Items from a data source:
··········
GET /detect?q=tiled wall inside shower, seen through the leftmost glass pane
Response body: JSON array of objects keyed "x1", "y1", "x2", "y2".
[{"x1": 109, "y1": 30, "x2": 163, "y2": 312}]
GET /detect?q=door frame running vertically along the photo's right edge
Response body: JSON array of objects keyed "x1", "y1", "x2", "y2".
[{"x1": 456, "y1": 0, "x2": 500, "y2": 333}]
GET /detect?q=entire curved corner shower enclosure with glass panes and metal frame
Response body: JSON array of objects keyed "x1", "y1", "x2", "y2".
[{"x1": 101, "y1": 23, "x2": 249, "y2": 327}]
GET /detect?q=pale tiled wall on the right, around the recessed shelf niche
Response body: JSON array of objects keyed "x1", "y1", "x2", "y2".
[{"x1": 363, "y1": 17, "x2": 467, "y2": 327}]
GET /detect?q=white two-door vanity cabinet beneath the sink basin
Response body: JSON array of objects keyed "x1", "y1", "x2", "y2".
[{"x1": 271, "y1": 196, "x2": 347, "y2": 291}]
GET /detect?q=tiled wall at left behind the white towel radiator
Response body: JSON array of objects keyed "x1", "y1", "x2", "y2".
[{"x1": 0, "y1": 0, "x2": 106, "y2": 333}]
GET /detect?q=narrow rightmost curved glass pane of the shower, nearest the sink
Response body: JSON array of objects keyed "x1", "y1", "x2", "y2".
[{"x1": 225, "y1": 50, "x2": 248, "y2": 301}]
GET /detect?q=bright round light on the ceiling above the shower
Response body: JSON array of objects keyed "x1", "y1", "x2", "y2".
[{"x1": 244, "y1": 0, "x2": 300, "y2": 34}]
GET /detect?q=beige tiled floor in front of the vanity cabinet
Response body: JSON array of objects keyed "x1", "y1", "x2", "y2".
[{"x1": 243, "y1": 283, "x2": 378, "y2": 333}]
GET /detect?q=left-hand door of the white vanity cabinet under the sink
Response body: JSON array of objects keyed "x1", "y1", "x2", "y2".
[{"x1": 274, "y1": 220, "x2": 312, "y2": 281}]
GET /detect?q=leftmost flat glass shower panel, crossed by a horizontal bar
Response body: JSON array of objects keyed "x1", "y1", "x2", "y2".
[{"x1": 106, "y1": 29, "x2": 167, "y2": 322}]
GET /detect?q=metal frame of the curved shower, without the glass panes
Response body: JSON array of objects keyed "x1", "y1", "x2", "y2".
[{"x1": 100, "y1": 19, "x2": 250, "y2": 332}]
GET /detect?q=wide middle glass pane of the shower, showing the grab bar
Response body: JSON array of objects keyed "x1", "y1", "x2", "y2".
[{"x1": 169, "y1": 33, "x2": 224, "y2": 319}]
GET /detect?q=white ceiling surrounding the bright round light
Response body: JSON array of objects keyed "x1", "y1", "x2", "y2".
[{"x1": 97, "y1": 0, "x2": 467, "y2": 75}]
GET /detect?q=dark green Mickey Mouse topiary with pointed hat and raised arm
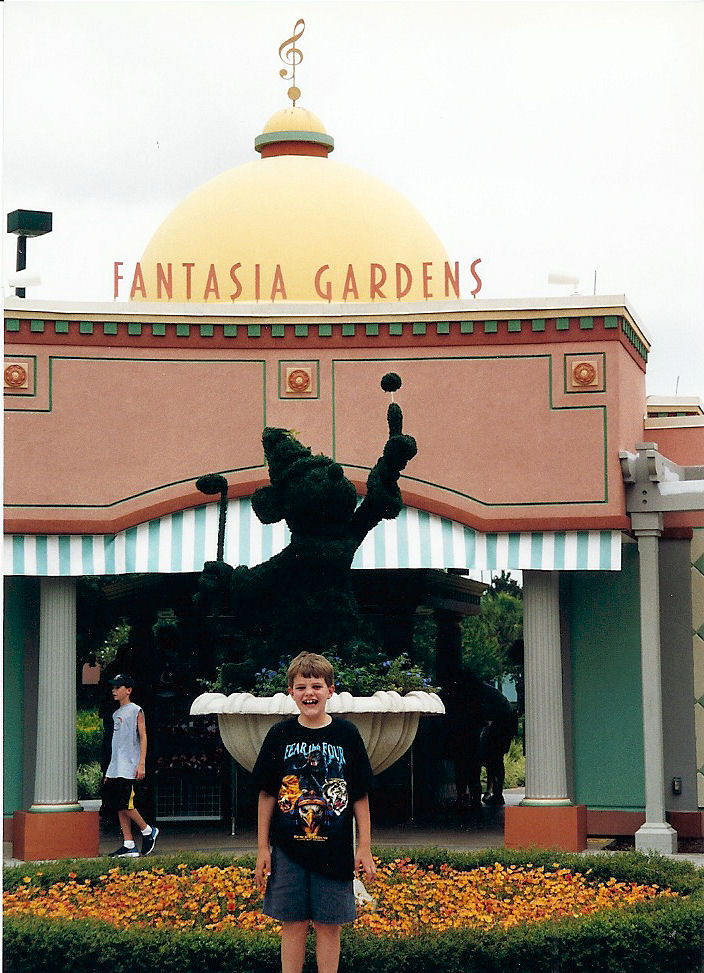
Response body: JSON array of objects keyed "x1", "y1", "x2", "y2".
[{"x1": 199, "y1": 373, "x2": 417, "y2": 689}]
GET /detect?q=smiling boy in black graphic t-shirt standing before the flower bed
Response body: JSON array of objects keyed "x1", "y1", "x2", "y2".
[{"x1": 253, "y1": 652, "x2": 376, "y2": 973}]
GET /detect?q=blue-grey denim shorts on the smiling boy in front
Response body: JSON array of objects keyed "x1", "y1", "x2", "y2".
[{"x1": 262, "y1": 846, "x2": 357, "y2": 925}]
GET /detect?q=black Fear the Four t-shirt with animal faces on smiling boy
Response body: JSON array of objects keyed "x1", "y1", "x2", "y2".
[{"x1": 252, "y1": 717, "x2": 372, "y2": 879}]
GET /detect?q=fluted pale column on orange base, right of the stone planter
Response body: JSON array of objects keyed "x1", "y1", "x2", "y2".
[{"x1": 522, "y1": 571, "x2": 572, "y2": 807}]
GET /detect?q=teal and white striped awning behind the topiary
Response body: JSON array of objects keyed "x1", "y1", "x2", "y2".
[{"x1": 4, "y1": 498, "x2": 621, "y2": 577}]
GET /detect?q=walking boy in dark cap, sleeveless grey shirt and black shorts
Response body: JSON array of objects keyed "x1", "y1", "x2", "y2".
[{"x1": 103, "y1": 672, "x2": 159, "y2": 858}]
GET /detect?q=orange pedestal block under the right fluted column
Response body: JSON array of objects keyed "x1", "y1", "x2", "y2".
[{"x1": 504, "y1": 804, "x2": 587, "y2": 851}]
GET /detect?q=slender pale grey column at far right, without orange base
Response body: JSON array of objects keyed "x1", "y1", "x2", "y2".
[{"x1": 631, "y1": 513, "x2": 677, "y2": 855}]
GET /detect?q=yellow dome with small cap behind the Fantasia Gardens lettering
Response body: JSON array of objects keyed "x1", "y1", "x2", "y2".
[{"x1": 132, "y1": 108, "x2": 457, "y2": 303}]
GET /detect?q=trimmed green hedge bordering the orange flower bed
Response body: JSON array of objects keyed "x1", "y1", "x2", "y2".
[{"x1": 4, "y1": 848, "x2": 704, "y2": 973}]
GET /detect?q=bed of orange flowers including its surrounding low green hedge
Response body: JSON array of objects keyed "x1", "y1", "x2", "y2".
[{"x1": 4, "y1": 850, "x2": 704, "y2": 973}]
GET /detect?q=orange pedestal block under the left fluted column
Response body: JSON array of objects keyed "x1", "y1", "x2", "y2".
[{"x1": 12, "y1": 811, "x2": 100, "y2": 861}]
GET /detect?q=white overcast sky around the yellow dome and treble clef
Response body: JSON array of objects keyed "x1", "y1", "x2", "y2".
[{"x1": 2, "y1": 0, "x2": 704, "y2": 398}]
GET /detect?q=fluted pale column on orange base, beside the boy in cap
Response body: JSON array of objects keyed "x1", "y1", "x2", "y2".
[{"x1": 30, "y1": 578, "x2": 83, "y2": 812}]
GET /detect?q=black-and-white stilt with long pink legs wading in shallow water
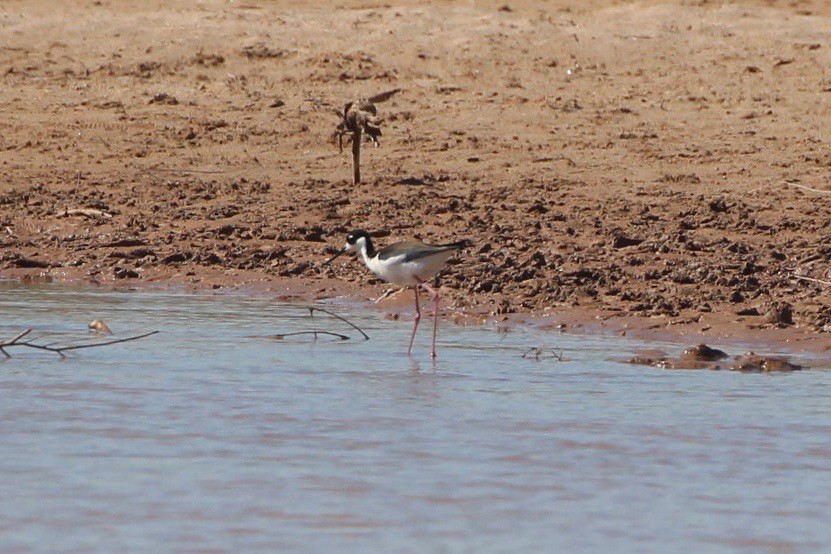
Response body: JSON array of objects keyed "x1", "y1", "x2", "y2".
[{"x1": 324, "y1": 229, "x2": 467, "y2": 358}]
··········
*Problem statement:*
Every line of the data above should be repeated exactly. Omit the pictures.

*Completed exercise:*
GET /detect?q=tiled wall inside shower, seen through the leftmost glass pane
Response body: JSON array of objects keyed "x1", "y1", "x2", "y2".
[{"x1": 109, "y1": 30, "x2": 163, "y2": 312}]
GET /detect?q=door frame running vertically along the photo's right edge
Response body: JSON array of objects keyed "x1", "y1", "x2", "y2".
[{"x1": 456, "y1": 0, "x2": 500, "y2": 333}]
GET /detect?q=entire curved corner shower enclosure with glass panes and metal frame
Response body: JSON array of objects keyed "x1", "y1", "x2", "y2".
[{"x1": 101, "y1": 23, "x2": 249, "y2": 327}]
GET /detect?q=pale tiled wall on the right, around the recessed shelf niche
Response body: JSON array of objects keyed "x1", "y1", "x2", "y2".
[{"x1": 363, "y1": 17, "x2": 467, "y2": 327}]
GET /detect?q=white two-door vanity cabinet beneath the sink basin
Response body: JSON array of objects keyed "x1", "y1", "x2", "y2".
[{"x1": 271, "y1": 196, "x2": 347, "y2": 291}]
GET /detect?q=tiled wall at left behind the white towel radiator
Response body: JSON array of objects keyed "x1", "y1", "x2", "y2".
[{"x1": 0, "y1": 0, "x2": 106, "y2": 333}]
GET /detect?q=narrow rightmost curved glass pane of the shower, nearest the sink
Response body: JSON array of objects keyed "x1", "y1", "x2", "y2".
[{"x1": 225, "y1": 50, "x2": 248, "y2": 301}]
GET /detect?q=bright round light on the ceiling above the shower
Response body: JSON array of objects keyed "x1", "y1", "x2", "y2".
[{"x1": 244, "y1": 0, "x2": 300, "y2": 34}]
GET /detect?q=beige tiled floor in front of the vanity cabinet
Response body: JSON array of objects keyed "x1", "y1", "x2", "y2".
[{"x1": 243, "y1": 283, "x2": 378, "y2": 333}]
GET /detect?q=left-hand door of the white vanity cabinet under the sink
Response body: JSON array of objects keyed "x1", "y1", "x2", "y2".
[{"x1": 274, "y1": 220, "x2": 312, "y2": 281}]
GET /detect?q=leftmost flat glass shower panel, crossed by a horizontal bar
Response body: JSON array of objects keyed "x1", "y1", "x2", "y2".
[{"x1": 106, "y1": 29, "x2": 167, "y2": 322}]
GET /detect?q=metal frame of the curved shower, without the glass panes
Response body: JSON array of objects keyed "x1", "y1", "x2", "y2".
[{"x1": 100, "y1": 19, "x2": 250, "y2": 332}]
GET /detect?q=wide middle glass pane of the shower, showing the grab bar
Response body: JSON array of objects keyed "x1", "y1", "x2", "y2".
[{"x1": 169, "y1": 33, "x2": 224, "y2": 319}]
GET /detect?q=white ceiling surrounding the bright round light
Response body: JSON array of objects keyed "x1", "y1", "x2", "y2".
[{"x1": 97, "y1": 0, "x2": 467, "y2": 75}]
GET /detect?q=dark green Mickey Mouse topiary with pointed hat and raised arm
Response body: JSON array of objects keyed "x1", "y1", "x2", "y2".
[{"x1": 199, "y1": 373, "x2": 417, "y2": 689}]
GET /detect?q=smiling boy in black graphic t-shirt standing before the flower bed
Response body: JSON array of objects keyed "x1", "y1", "x2", "y2".
[{"x1": 253, "y1": 652, "x2": 376, "y2": 973}]
GET /detect?q=blue-grey denim shorts on the smiling boy in front
Response body: JSON array of objects keyed "x1", "y1", "x2", "y2".
[{"x1": 262, "y1": 846, "x2": 357, "y2": 925}]
GET /detect?q=black Fear the Four t-shirt with animal faces on smiling boy
Response body: JSON array of objects keyed "x1", "y1", "x2", "y2".
[{"x1": 252, "y1": 717, "x2": 372, "y2": 879}]
GET /detect?q=fluted pale column on orange base, right of the stone planter
Response body: JSON array of objects keyed "x1", "y1", "x2", "y2".
[{"x1": 522, "y1": 571, "x2": 572, "y2": 807}]
GET /detect?q=teal and white striped awning behind the topiary
Response body: JSON array of objects keyed "x1", "y1", "x2", "y2".
[{"x1": 4, "y1": 498, "x2": 621, "y2": 577}]
GET /detect?q=walking boy in dark cap, sleeveless grey shirt and black shorts
Response body: JSON array of objects keyed "x1", "y1", "x2", "y2".
[{"x1": 103, "y1": 672, "x2": 159, "y2": 858}]
GET /detect?q=orange pedestal block under the right fluted column
Response body: JSON array of objects keyed "x1", "y1", "x2", "y2".
[{"x1": 504, "y1": 804, "x2": 587, "y2": 851}]
GET /detect?q=slender pale grey column at far right, without orange base
Response body: JSON array of objects keyed "x1", "y1", "x2", "y2".
[{"x1": 631, "y1": 513, "x2": 677, "y2": 855}]
GET /detect?q=yellow dome with small cap behind the Fantasia Gardens lettering
Response body: JSON array of objects keyed "x1", "y1", "x2", "y2".
[{"x1": 132, "y1": 108, "x2": 457, "y2": 303}]
GET /detect?q=trimmed green hedge bordering the orange flower bed
Response body: JSON array of objects keyed "x1", "y1", "x2", "y2".
[{"x1": 4, "y1": 848, "x2": 704, "y2": 973}]
GET /detect?q=bed of orange flowers including its surrounding low green hedge
Response body: JSON array of objects keyed "x1", "y1", "x2", "y2".
[{"x1": 4, "y1": 850, "x2": 704, "y2": 973}]
GET /detect?q=orange pedestal block under the left fluted column
Response body: JSON array of objects keyed "x1", "y1", "x2", "y2".
[{"x1": 12, "y1": 811, "x2": 100, "y2": 861}]
GET /detect?q=white overcast sky around the yellow dome and treble clef
Response body: JSON array of objects keyed "x1", "y1", "x2", "y2".
[{"x1": 2, "y1": 0, "x2": 704, "y2": 398}]
GET /detect?q=fluted pale column on orange base, beside the boy in cap
Response body: JSON array of objects keyed "x1", "y1", "x2", "y2".
[{"x1": 30, "y1": 578, "x2": 83, "y2": 812}]
GET /detect?q=black-and-white stilt with long pink legs wading in shallow water
Response body: JSON array of objects keyed "x1", "y1", "x2", "y2".
[{"x1": 324, "y1": 229, "x2": 467, "y2": 358}]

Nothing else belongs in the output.